## START

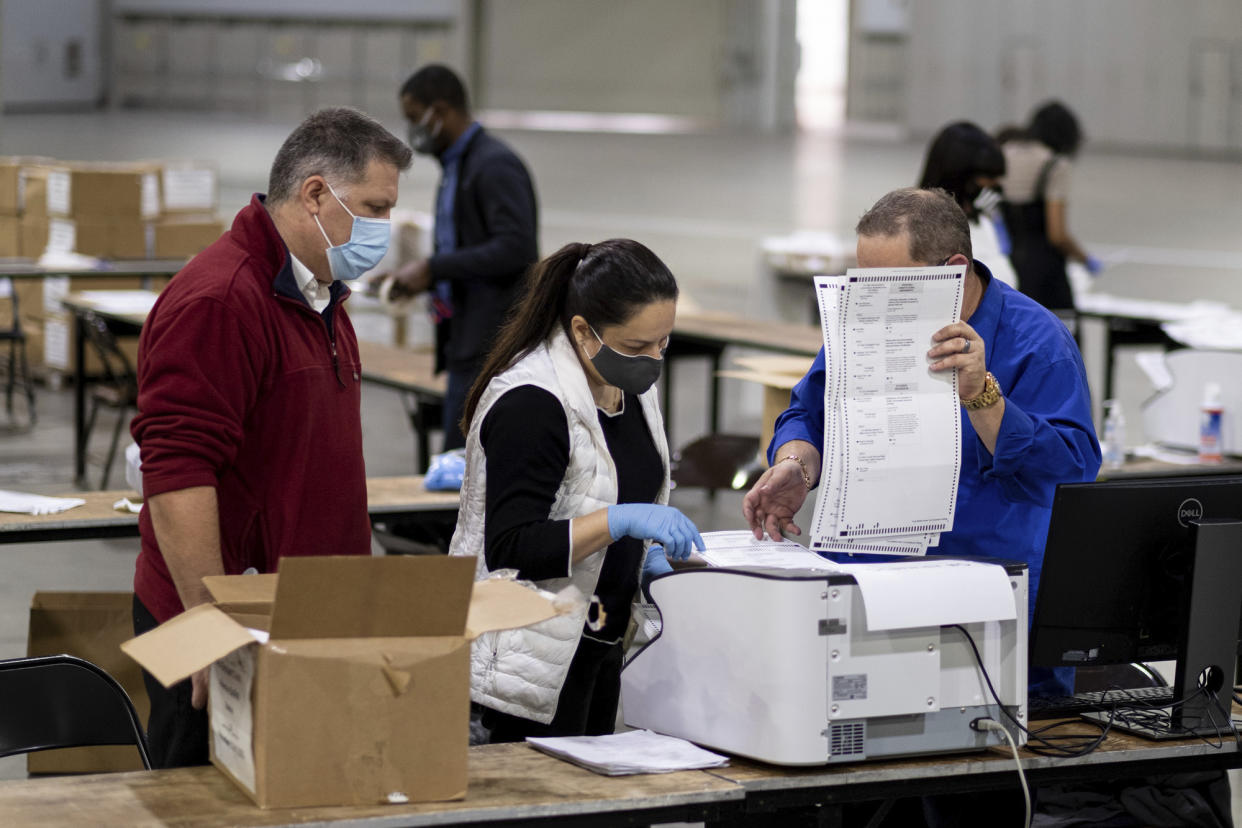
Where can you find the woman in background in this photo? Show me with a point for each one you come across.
(566, 478)
(1038, 170)
(968, 164)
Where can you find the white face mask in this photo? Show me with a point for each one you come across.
(367, 245)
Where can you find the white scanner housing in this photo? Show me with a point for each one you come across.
(779, 666)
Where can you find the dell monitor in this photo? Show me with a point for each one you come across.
(1146, 570)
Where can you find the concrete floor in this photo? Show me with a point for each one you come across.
(702, 202)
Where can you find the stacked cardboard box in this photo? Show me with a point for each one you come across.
(107, 210)
(116, 211)
(359, 692)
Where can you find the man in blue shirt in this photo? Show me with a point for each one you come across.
(485, 234)
(1025, 402)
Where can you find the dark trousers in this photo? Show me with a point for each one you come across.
(588, 704)
(176, 734)
(455, 404)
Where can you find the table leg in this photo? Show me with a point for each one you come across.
(714, 422)
(80, 401)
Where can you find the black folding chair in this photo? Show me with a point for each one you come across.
(117, 386)
(63, 702)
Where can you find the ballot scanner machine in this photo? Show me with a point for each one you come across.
(781, 666)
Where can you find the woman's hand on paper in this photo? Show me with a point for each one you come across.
(773, 502)
(959, 346)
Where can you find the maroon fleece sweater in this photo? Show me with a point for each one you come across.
(244, 387)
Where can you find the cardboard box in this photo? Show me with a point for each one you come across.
(362, 693)
(13, 171)
(114, 191)
(183, 237)
(116, 238)
(45, 190)
(91, 626)
(10, 236)
(189, 188)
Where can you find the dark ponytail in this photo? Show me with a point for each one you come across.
(605, 283)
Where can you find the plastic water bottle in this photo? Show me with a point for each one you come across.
(1210, 416)
(1114, 435)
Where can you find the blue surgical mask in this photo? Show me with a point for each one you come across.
(632, 374)
(368, 243)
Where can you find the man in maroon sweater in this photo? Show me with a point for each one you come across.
(249, 392)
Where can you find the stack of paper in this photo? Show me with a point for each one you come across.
(35, 504)
(892, 427)
(740, 550)
(637, 751)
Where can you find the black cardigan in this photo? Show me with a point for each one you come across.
(494, 214)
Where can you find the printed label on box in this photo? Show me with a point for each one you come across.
(850, 688)
(58, 193)
(55, 289)
(150, 196)
(56, 344)
(61, 238)
(232, 720)
(189, 189)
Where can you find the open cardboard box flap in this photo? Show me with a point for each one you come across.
(339, 597)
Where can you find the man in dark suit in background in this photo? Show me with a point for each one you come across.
(485, 234)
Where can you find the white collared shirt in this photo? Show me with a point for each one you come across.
(316, 292)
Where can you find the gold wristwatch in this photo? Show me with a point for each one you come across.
(989, 396)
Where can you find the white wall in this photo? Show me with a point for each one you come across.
(727, 61)
(50, 52)
(1140, 73)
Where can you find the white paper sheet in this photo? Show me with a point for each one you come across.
(232, 718)
(636, 751)
(35, 504)
(932, 592)
(739, 549)
(892, 428)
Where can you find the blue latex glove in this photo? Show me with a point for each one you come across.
(652, 522)
(655, 564)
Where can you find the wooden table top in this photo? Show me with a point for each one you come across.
(384, 495)
(506, 782)
(30, 270)
(732, 329)
(404, 369)
(1117, 749)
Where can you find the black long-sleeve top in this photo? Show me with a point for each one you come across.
(525, 438)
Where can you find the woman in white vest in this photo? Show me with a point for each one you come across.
(566, 481)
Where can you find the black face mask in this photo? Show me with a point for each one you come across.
(631, 374)
(421, 137)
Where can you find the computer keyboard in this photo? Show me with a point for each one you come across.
(1062, 706)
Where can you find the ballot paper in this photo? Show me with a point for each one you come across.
(902, 595)
(892, 427)
(636, 751)
(35, 504)
(740, 550)
(137, 302)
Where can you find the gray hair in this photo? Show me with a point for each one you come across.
(935, 225)
(337, 144)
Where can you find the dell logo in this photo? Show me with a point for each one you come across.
(1190, 509)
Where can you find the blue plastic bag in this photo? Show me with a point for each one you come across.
(446, 471)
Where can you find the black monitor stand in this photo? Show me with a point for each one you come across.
(1202, 690)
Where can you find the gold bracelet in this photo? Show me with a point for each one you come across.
(988, 397)
(801, 464)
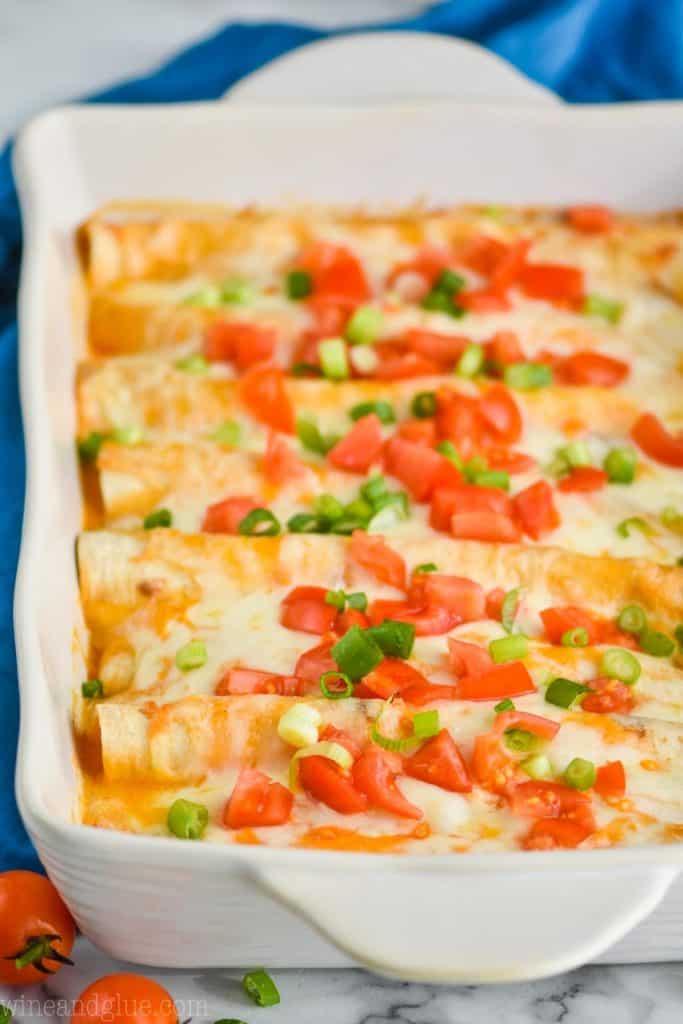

## END

* [GOAL]: Swap "in this photo" for "in this image" everywhere it appears in the items above, leave all other text unchanged, and omit the pictures from your answer.

* [REPLY TO THE EXERCISE]:
Where can you find the woman in background in this image? Show me with a point for each one you come across.
(566, 478)
(1038, 170)
(968, 164)
Where can you find the white face mask in this image? Show me with a point for each one you come across.
(367, 245)
Where can you find the white scanner housing in this image? Show me with a point for each one you come across.
(779, 666)
Where can you find the dell monitor in this image? Show me with a point for each one you come across.
(1146, 570)
Where can you find the concrete floor in this image? Show me with a point for each one you come across.
(702, 202)
Where can you find the stacked cardboard box in this image? Show me with a point for each one you come across.
(107, 210)
(116, 211)
(359, 692)
Where can you find the man in blue shirt in this image? Show me with a point for each one you come across.
(485, 234)
(1025, 402)
Where can you find the dark trousers in this image? Show me with a point for each one you come across.
(588, 704)
(176, 734)
(455, 404)
Where can you find the table leg in this image? Show me with a point for each one you come across.
(714, 422)
(80, 401)
Where can you find the black folding chair in this image? Show me with a point for each one you come across.
(117, 386)
(63, 702)
Where can you find the ballot scanner machine in this image? Show me with a point for each one you come across.
(781, 666)
Where can you find the woman's hand on paper in this image? Show me with a point for each one you come across.
(773, 502)
(959, 346)
Where can you find the maroon fleece sweater in this image? Show me with a point for each one you come across.
(244, 387)
Where can you find the cardboard box in this image? Show me with a point for each one you come across.
(362, 693)
(13, 171)
(114, 191)
(183, 237)
(116, 238)
(45, 190)
(91, 626)
(10, 236)
(189, 188)
Where can you find the dark ponytail in this image? Show me with a point for each one you come across.
(605, 283)
Where can you find the plastic water bottle in this image? Show me with a point for each one you come across.
(1210, 416)
(1114, 435)
Where can you find the blue surgical mask in this image? Show me with a point for each one you come across.
(632, 374)
(368, 243)
Where can you find the man in maroon sweater in this image? Show me with a point for each one you come across.
(249, 392)
Where can you find the stack of paper in this image? Show me with a point for each one you come across.
(35, 504)
(892, 427)
(740, 550)
(637, 751)
Where can you find the black cardigan in this image? Show me with a point for each one you come across.
(494, 214)
Where can you find the printed label on box in this image? Show me with a point for each one you come across.
(850, 688)
(58, 193)
(55, 289)
(150, 196)
(56, 344)
(61, 238)
(232, 720)
(189, 189)
Where can you find the open cardboard box flap in this image? Show me with a point for each one you come across.
(339, 597)
Where can you find the man in dark suit in background in this image? Show me with a point for each one you come across.
(485, 234)
Where can you find the white collared shirt in this image? Show me with a point for each one you come across.
(316, 292)
Where can you find the gold wristwatch in this image? Show me with a point for each one you come across.
(989, 396)
Where can you find the white wall in this image? Show me with a point for each one you come across.
(727, 61)
(50, 52)
(1140, 73)
Where can you find the white paper sheet in this image? Show me with a point for each one you come across.
(232, 718)
(636, 751)
(35, 504)
(932, 592)
(739, 549)
(892, 428)
Where can you find the blue latex glove in this image? Show me with a point for each one you come across.
(652, 522)
(655, 564)
Where can you find the wooden table top in this image? Show me with a point for each one you come across.
(384, 495)
(506, 782)
(30, 270)
(732, 329)
(404, 369)
(1117, 749)
Where can you find the black long-sleeve top in this image? Show me with a point for each one you come across.
(525, 438)
Where can you find the woman in white vest in this image? Show me with a point for each one you come across.
(566, 481)
Where can you find the black face mask in this image? Show me with a point for each one you come across.
(631, 374)
(421, 137)
Where can you find the computer keyboard in this image? Show me with a point for each one you come across.
(1062, 706)
Where can you find the ballot paper in this image? Show me with a point for each one you come across.
(902, 595)
(892, 427)
(636, 751)
(35, 504)
(740, 550)
(137, 302)
Where can you find the gray hair in this image? Show me with a point for each one you come across.
(935, 225)
(337, 144)
Where can you find the dell logo in this image? Show me with a point for each one you come across.
(1190, 509)
Where can you find the blue plastic bag in this image? Show me with a point for each one you come across.
(446, 471)
Where can you find the black monitor stand in this image? Show me with a point for each one you come across.
(1202, 690)
Where can you find the gold bracelet in this image? Show me with a point for each one you come across.
(988, 397)
(801, 464)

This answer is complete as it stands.